*The task*
In the article on Molly Worthen's book, copy out the passage that opens with the words containing "Trump on the" and closes with "their followers captive.", swapping "religious institutions" for "churches".

*Selection*

★ ★ ★ ★ ★ ★ ★

Editor's pick
America
Culture
Leading
Politics
8 min read

Molly Worthen on the charismatic leaders of America's cosmic drama

The plots and plotters that hold us spellbound

Nick is the senior editor of Seen & Unseen.

Viewed from behind, Trump raises a fist.
Trump on the stump.
White House via Wikimedia Commons.

What happens when Americans lose faith in their religious institutions—and politicians fill the void? In Spellbound: How Charisma Shaped American History from the Puritans to Donald Trump, Molly Worthen sweeping history helps us understand the forces that create leaders and hold their followers captive. 
 
Everyone feels it. Cultural and political life in America has become unrecognizable and strange. Firebrands and would-be sages have taken the place of reasonable and responsible leaders. Nuanced debates have given way to the smug confidence of yard signs. Worthen asks just how did we get here?

★ ★ ★ ★ ★ ★ ★

*Given entries*

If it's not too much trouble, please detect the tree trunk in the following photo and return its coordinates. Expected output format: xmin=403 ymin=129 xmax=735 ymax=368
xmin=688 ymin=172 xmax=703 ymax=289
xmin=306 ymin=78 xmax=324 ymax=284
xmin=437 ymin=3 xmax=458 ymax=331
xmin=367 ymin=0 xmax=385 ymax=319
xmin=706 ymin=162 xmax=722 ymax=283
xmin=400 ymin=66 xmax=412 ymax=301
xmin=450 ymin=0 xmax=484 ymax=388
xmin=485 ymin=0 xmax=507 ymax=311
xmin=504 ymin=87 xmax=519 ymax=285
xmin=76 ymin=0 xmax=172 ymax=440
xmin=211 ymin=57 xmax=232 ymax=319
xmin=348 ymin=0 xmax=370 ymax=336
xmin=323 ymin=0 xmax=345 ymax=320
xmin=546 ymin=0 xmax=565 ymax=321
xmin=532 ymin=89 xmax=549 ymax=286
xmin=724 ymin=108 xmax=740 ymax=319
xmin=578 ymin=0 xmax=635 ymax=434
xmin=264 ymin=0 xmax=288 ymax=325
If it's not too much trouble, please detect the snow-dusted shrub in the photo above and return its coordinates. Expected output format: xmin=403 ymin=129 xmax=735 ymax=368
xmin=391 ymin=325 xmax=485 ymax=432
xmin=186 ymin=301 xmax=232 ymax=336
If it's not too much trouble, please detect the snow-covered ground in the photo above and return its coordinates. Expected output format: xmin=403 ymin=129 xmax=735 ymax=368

★ ★ ★ ★ ★ ★ ★

*Exercise solution*
Trump on the stump.
White House via Wikimedia Commons.

What happens when Americans lose faith in their churches—and politicians fill the void? In Spellbound: How Charisma Shaped American History from the Puritans to Donald Trump, Molly Worthen sweeping history helps us understand the forces that create leaders and hold their followers captive.